**Work to complete**:
[1] In the article on the Afghan presidential runoff, on what date was the runoff between Hamid Karzai and Abdullah Abdullah scheduled to take place?
[2] Write a continuation of the article on the Afghan presidential runoff, picking up after its final sentence.

**Supplied passage**:
In the gloom of his stockroom, a mild-mannered carpet dealer laughs bitterly at the notion that he is expected to vote again for a new president. “There will be more instability, the same problems all over again,” said Ghulam Sakhi, surrounded by carpets he is unable to sell.
On Tuesday, Hamid Karzai finally caved in to enormous international pressure to accept findings of the Electoral Complaints Commission of vote rigging in the August 20 ballot. He reluctantly agreed to a runoff against his challenger, Abdullah Abdullah, scheduled for November 7, after a quiet walk in the presidential palace gardens with the US senator, John Kerry.
According to the Associated Press, Mr Kerry told Mr Karzai of his own decision to concede to George W Bush after the 2004 US election – even though he had doubts about ballot-counting in Ohio. There are times, he said, when you have to put country before self. A glum-looking Mr Karzai duly relented, despite suspicions that foreign interference, not dodgy ballots, were stripping him of victory.
Across the country there is a deep disenchantment with the thought of a new election. “If there is a second round we will not participate,” Sadruddin Khan, a tribal elder in Kandahar, said. “It is not worth it to us to once again face the possibility of having our fingers and heads chopped off, and our police and soldiers die. Neither Karzai nor Abdullah are worth the lives of our children.”
This is the rub. Although Nato is now putting a contingency plan drawn up weeks ago into practice, Afghan forces are mobilising and the UN has launched a vast logistics operation distributing millions of fresh ballot papers, boxes and indelible ink across the country, there is no saying that two of the largest problems with the first round – low turnout and widespread fraud – will not blight a repeat.
Turnout estimates were as low as five per cent in some areas hit particularly hard by the insurgency last time. In Kandahar city, the Taliban hanged two people who had braved the rockets and gunfire to get to polling centres. Although both candidates claim more voters will turn out on November 7, the reality is that there is little appetite for more voting, even if the insurgents have less time to organise a campaign of intimidation.
There is also the feeling that there is nothing to prevent fraud second time around.
Indeed, election experts in Kabul have warned that little is being done to mitigate cheating. Of particular concern is the Independent Election Commission (IEC). Tasked with running the elections, the IEC is stuffed with Mr Karzai’s appointees.
“The worrying thing in this election is, OK, we knew fraud had been committed. You had all these fraud mitigation policies drafted by the IEC – and they didn’t follow them,” one western election official said. “What … are they going to do to mitigate that fraud? I really don’t know. I don’t have a clue.”

**Data provided**:

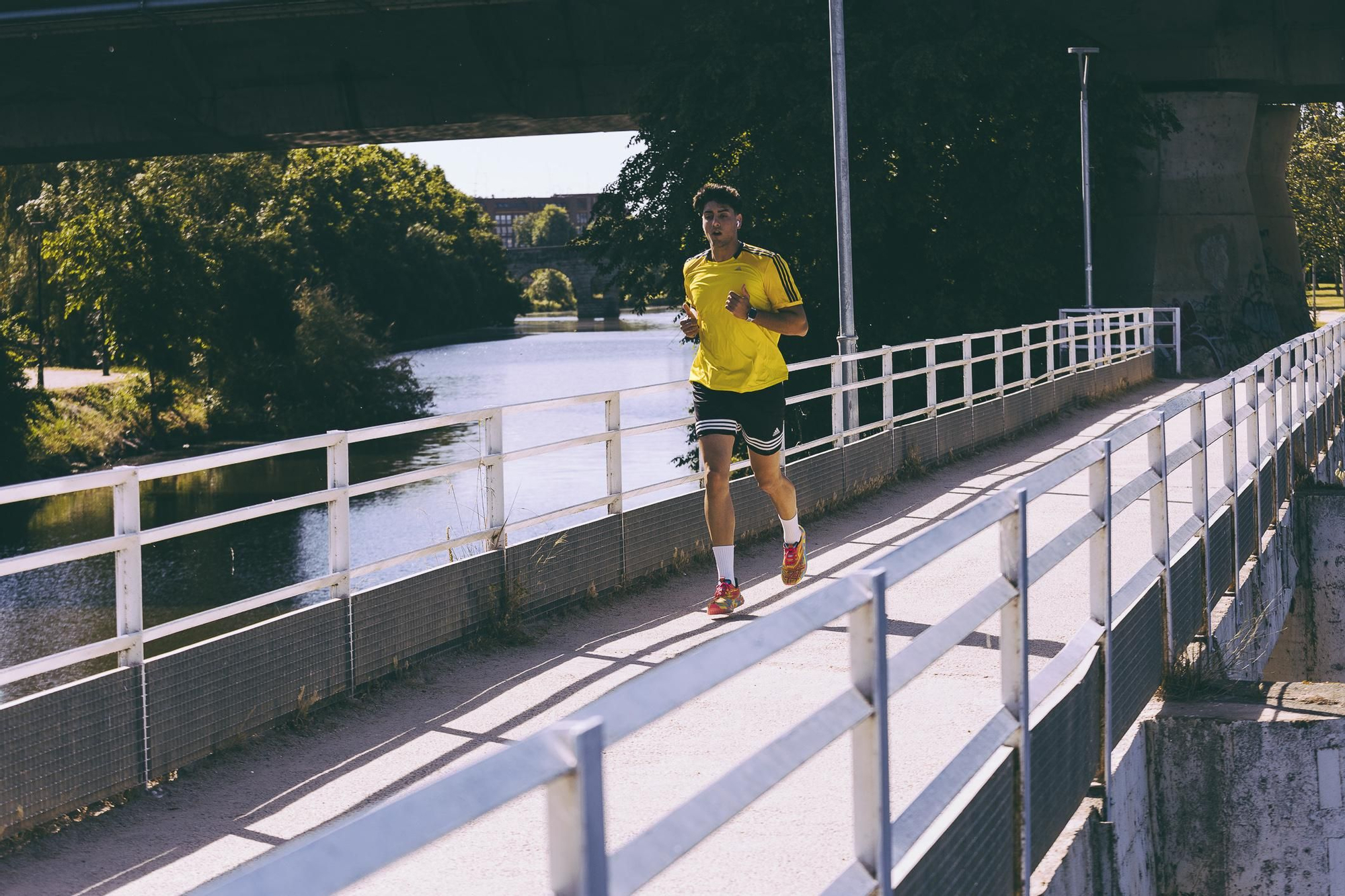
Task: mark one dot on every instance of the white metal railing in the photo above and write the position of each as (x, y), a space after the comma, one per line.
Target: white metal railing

**Exercise responses**:
[1] November 7

[2]
Even though the IEC, which will retain complete control over the runoff, has now accepted that Mr Karzai won less than half the vote it rejects the idea that systematic fraud was to blame. Its chairman, Azizullah Ludin, pointed the finger at poor security.
The UN has told the IEC that 200 of the 380 district election chiefs who helped run things first time round ignored procedures or were actually complicit in the cheating and must not be hired again. But a shake-up of the leadership a fortnight before voting has the potential to be a political and managerial nightmare, so senior architects of the first round fraud will remain in place.
“They said they would be looking into staffing problems but of course they’re not going to be able to do that in the next two weeks,” the western election official said.
The number of polling stations – the individual booths at each polling centre – will be reduced from around 23,000 to 16,000. The aim is to shut down those where comprehensive ballot stuffing took place. A UN spokesman said this would not impede voting. “If a polling station returned mainly illegitimate papers, we’re not disenfranchising voters, we’re disenfranchising people who tried to cheat,” said Aleem Siddique.
Dr Abdullah has said that he will only take part in the runoff if certain conditions are met. He has not yet said what those are, and given the proximity of the runoff, this sounds more like an escape clause than a serious anti-corruption programme.
Rumours persist that the two candidates will cut a deal but the probability of this happening is diminishing. Diplomats say what dialogue there is between the two camps – there are whispers of a meeting between Mr Karzai and Mr Abdullah within the next day or two – has the tenor of preparation for post-election discussion, not an 11th- hour compromise.
“I think the likelihood is of a second round,” the EU ambassador to Kabul, Hansjoerg Kretschmer, said. “I don’t think there will be anything before then to stop it.”